Brano da esaminare:
Rigetta il ricorso. Condanna il ricorrente al rimborso delle spese di legittimità nei confronti della controricorrente, che liquida in Euro 200 per esborsi, Euro 2.500 per compensi professionali, oltre spese generali nella misura forfetaria del 15 per cento e accessori di legge.
Ai sensi dell’art. 13, comma 1 – quater, del d.P.R. n. 115 del 2002, dà atto della sussistenza dei presupposti per il versamento da parte del ricorrente dell’ulteriore importo a titolo di contributo unificato pari a quello dovuto per il ricorso a norma del comma 1 – bis dello stesso art. 13.

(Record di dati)
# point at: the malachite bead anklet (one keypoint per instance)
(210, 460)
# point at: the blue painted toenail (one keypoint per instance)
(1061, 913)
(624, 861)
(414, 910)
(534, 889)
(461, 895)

Completa quanto segue:
**a.** Trascrivi dal brano tutto ciò che va da "Ai sensi dell’art." fino a "stesso art. 13.".
**b.** Elenca tutte le componenti delle spese di legittimità che, secondo il brano, il ricorrente è condannato a rimborsare alla controricorrente.
I record non hanno alcun rapporto con il brano.

Risposte ai compiti:
**a.**
Ai sensi dell’art. 13, comma 1 – quater, del d.P.R. n. 115 del 2002, dà atto della sussistenza dei presupposti per il versamento da parte del ricorrente dell’ulteriore importo a titolo di contributo unificato pari a quello dovuto per il ricorso a norma del comma 1 – bis dello stesso art. 13.

**b.**
- Euro 200 per esborsi
- Euro 2.500 per compensi professionali
- spese generali nella misura forfetaria del 15 per cento
- accessori di legge